TEXTE FOURNI:
#####
L’article était paru sous le titre, déjà suggestif par son ineptie criminelle, de “Crima lez-Eminescuˮ (Le crime de lèse-Eminescu)18. Cette infamie, car c’en est précisément une, représente d’ailleurs la plus conséquente et, certainement, la plus désespérée tentative de la Securitate de salir – maintenant, plus de trente ans après, nous pouvons le dire, hagiographie oblige, de profaner ‒ la mémoire de Ioan Petru Couliano, et en même temps, de récupérer une sémiotique du crime que ses organisateurs sentaient trop bien leur glisser d’entre les mains.
Si auparavant nous avions eu affaire à des techniques de désinformation et d’intoxication, somme toute, plutôt communes, bien plus choquantes par l’implication, dans la défense de l’« honneur » d’une police politique depuis longtemps compromise, des plus hautes autorités de l’État, notamment du président de la Roumanie, M. Ion Iliescu ; et si par sa correspondance radiophonique, M. Podină parvenait bien plus à confirmer de forts légitimes soupçons que de laver l’image à jamais salie de la plus bête « intelligence » de la planète, pour reprendre le titre d’un des articles de Couliano19‒ dans l’article publié dans le journal de Corneliu Vadim Tudor nous découvrons une forme particulièrement abjecte de « revendication criminelle ».
#####
EXPLORER LE DOCUMENT:
1 > Dans le texte sur Couliano, quel est le titre sous lequel l'article a paru ?
2 > Relevez toutes les expressions que le texte sur Couliano place entre guillemets français (« »).
3 > Traduisez en anglais cette phrase du texte sur Couliano : « Cette infamie, car c’en est précisément une, représente d’ailleurs la plus conséquente et, certainement, la plus désespérée tentative de la Securitate de salir – maintenant, plus de trente ans après, nous pouvons le dire, hagiographie oblige, de profaner ‒ la mémoire de Ioan Petru Couliano, et en même temps, de récupérer une sémiotique du crime que ses organisateurs sentaient trop bien leur glisser d’entre les mains. »
La liste qui suit n'est pas nécessaire pour répondre.

DONNÉES FOURNIES:
#####
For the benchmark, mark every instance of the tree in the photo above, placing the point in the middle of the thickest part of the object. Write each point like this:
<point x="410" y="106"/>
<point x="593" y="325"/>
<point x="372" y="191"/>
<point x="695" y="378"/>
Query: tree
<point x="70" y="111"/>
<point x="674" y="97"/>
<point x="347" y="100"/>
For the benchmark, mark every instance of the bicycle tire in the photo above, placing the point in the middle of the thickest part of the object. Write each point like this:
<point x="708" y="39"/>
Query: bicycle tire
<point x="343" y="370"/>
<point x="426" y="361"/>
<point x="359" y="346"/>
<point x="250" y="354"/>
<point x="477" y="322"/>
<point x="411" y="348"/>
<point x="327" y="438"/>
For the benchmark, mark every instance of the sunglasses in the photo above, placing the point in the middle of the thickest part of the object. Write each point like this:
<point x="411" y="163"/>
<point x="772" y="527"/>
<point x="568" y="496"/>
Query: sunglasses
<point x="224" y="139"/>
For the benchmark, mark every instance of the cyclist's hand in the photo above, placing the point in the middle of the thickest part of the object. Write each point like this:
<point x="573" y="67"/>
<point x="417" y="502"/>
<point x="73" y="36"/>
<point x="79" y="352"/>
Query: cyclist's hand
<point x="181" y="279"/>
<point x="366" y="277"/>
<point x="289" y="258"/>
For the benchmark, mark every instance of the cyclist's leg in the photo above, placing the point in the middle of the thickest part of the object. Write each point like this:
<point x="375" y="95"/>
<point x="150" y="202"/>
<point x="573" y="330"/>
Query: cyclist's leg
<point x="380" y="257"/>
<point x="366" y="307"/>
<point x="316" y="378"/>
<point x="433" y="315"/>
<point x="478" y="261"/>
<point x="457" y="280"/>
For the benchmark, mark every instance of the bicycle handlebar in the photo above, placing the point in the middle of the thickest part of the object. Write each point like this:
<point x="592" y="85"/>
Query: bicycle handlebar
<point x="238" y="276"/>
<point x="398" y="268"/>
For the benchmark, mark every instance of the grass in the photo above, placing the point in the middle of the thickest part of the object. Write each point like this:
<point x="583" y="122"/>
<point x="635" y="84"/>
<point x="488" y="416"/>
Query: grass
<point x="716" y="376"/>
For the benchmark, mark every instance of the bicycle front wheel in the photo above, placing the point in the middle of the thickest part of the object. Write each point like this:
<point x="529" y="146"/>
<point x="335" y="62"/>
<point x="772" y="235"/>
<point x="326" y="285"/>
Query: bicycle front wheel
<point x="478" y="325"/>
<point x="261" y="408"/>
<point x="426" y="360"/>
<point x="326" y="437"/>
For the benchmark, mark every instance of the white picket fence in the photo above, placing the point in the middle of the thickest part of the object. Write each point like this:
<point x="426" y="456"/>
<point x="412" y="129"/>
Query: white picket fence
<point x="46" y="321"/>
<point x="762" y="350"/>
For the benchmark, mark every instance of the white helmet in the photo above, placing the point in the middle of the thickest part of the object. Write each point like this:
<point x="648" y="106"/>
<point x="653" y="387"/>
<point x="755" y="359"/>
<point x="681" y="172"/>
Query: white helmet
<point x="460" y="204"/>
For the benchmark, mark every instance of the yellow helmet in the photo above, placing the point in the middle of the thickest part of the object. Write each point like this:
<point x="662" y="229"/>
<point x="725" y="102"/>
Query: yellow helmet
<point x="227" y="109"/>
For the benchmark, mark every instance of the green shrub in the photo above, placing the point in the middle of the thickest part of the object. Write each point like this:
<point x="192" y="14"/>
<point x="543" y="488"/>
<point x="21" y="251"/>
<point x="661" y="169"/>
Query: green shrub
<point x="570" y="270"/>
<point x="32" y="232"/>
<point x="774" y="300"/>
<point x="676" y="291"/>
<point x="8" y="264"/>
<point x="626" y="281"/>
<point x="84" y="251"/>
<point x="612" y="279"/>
#####
RÉPONSES NUMÉROTÉES:
1 > L'article a paru sous le titre « Crima lez-Eminescu » (Le crime de lèse-Eminescu).

2 > « honneur », « intelligence », « revendication criminelle »

3 > This infamy, for that is precisely what it is, moreover represents the most substantial and certainly the most desperate attempt by the Securitate to sully (now, more than thirty years later, we can say it, as hagiography requires, to profane) the memory of Ioan Petru Couliano, and at the same time to reclaim a semiotics of the crime that its organizers felt all too well slipping through their fingers.